**SHORT EXERCISE 1:**
Which lines of the entries below contain the string "lawn"? Copy each of those lines, treating the match as case-sensitive.

— begin PASSAGE PROVIDED —

Devon Dikeou, “Not Quite Mrs. de Menil’s Liquor Closet” (detail) (click to enlarge) (all photos by the author for Hyperallergic)

MIAMI — NADA art fair has a reputation in Miami: it’s thought of by a lot of people as one of the best, most interesting art fairs in town. It upholds its claim to newer and more cutting-edge work on its website: “Each December in Miami, NADA runs a renowned art fair to vigorously pursue our goals of exploring new or underexposed art that is not typical of the ‘art establishment.’”

NADA is, in fact, a welcome alternative — or perhaps the better phrase is “accompaniment” — to Art Basel Miami Beach (ABMB) and the other blue-chip fairs. But at the end of the day, an art fair is still an art fair — and NADA is one. Which is to say: there are some very good, striking, thoughtful works on view at this year’s NADA, and there are also a lot of boring ones.

The fair actually seems surprisingly similar to ABMB in its penchant for 2-D works; painting, in particular, is present in strong doses. Quirky, self-conscious plays on geometric abstraction can be seen every two or so booths, which struck me as something of a throwback. A few examples stood out, all of them practices that deviate from the rules by playing with and calling attention to their materials: Joe Fyfe‘s collage pieces incorporate fabric shapes alongside painting; Shila Khatami uses lacquer on aluminum to create unconventional surfaces; and Jess Fuller turns lines into blotches and rectangles into patches, as well as shredding her material selectively but mercilessly.

— end PASSAGE PROVIDED —

**SHORT EXERCISE 2:**
Rewrite the art fair review from "NADA is, in" up to and including "of boring ones.", putting "high-end" in place of "blue-chip".

— begin WORKING DATA —

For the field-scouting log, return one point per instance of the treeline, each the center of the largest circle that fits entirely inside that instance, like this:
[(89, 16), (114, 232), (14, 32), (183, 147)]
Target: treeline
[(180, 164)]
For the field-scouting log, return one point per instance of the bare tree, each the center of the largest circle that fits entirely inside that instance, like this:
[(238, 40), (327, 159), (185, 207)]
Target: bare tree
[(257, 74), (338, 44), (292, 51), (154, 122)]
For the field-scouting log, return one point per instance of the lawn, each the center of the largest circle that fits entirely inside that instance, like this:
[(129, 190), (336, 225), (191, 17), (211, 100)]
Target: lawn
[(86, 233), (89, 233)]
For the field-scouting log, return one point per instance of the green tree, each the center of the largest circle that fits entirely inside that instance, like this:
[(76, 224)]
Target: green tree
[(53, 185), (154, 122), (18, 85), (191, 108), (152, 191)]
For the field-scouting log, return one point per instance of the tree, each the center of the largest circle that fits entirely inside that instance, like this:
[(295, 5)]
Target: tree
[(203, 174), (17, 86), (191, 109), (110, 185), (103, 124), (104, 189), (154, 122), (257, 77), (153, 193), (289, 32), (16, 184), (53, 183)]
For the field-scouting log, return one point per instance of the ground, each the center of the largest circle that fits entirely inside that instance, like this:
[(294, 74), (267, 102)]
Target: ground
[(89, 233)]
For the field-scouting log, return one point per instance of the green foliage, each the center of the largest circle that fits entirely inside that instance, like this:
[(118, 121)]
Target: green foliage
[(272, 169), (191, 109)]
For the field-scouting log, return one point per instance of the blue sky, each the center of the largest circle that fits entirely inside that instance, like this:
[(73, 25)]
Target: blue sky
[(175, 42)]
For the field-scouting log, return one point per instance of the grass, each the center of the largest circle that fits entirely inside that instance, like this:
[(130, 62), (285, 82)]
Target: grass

— end WORKING DATA —

**TASK RESPONSE 1:**
For the field-scouting log, return one point per instance of the lawn, each the center of the largest circle that fits entirely inside that instance, like this:
Target: lawn

**TASK RESPONSE 2:**
NADA is, in fact, a welcome alternative — or perhaps the better phrase is “accompaniment” — to Art Basel Miami Beach (ABMB) and the other high-end fairs. But at the end of the day, an art fair is still an art fair — and NADA is one. Which is to say: there are some very good, striking, thoughtful works on view at this year’s NADA, and there are also a lot of boring ones.